* BEGIN Input *
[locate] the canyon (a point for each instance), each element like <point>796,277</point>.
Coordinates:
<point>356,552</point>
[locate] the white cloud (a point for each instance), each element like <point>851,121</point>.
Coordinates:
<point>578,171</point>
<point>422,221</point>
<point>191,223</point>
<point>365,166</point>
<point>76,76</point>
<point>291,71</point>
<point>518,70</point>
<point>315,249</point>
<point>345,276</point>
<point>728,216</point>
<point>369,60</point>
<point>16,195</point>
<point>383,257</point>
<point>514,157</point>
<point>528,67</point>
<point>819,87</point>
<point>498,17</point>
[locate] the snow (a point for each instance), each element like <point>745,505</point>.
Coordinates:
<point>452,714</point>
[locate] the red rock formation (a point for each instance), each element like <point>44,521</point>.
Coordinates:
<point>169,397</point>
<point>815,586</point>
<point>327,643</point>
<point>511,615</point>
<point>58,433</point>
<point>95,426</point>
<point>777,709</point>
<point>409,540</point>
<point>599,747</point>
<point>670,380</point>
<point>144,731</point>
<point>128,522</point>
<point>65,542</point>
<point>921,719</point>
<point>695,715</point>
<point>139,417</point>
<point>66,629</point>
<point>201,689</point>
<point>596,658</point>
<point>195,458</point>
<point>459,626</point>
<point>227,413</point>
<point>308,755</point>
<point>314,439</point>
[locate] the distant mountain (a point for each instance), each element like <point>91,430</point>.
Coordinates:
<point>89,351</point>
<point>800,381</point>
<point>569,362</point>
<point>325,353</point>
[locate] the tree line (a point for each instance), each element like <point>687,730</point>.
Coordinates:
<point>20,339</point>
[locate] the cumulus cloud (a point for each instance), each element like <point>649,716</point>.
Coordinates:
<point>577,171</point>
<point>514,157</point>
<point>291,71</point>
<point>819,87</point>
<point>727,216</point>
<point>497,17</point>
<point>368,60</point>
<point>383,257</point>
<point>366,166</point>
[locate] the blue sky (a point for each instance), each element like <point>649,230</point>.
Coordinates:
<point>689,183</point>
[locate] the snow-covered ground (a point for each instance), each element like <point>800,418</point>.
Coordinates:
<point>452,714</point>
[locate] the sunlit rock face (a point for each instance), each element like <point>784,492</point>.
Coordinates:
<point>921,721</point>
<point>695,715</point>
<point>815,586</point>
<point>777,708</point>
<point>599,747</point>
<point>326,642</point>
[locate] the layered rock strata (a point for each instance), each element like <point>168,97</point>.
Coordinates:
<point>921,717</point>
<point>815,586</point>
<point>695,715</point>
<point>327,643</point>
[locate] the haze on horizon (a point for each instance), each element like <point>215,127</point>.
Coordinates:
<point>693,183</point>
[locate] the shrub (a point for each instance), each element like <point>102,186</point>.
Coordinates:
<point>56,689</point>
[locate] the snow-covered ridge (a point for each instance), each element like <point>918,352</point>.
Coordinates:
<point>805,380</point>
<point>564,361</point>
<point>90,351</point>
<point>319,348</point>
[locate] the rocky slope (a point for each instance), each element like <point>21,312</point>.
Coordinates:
* END Input *
Given exercise: Rescale the stretch from the line containing "[locate] the tree" through the line containing "<point>689,183</point>" by multiplying every coordinate in the answer points by 2.1 and rounding each result to a whole number, with halves rounded up. Write out only those lines, requests included, and leave the requests and their sample points unchanged.

Exercise response:
[locate] the tree line (a point for each instance), each element like <point>687,730</point>.
Coordinates:
<point>42,712</point>
[locate] the cumulus cloud (a point for each instance), each element like <point>649,716</point>.
Coordinates:
<point>1212,359</point>
<point>1079,330</point>
<point>611,149</point>
<point>1720,183</point>
<point>1527,454</point>
<point>1044,36</point>
<point>773,126</point>
<point>804,540</point>
<point>769,349</point>
[locate] the blue sky (a point for each instance), each element like <point>649,230</point>.
Coordinates:
<point>1447,384</point>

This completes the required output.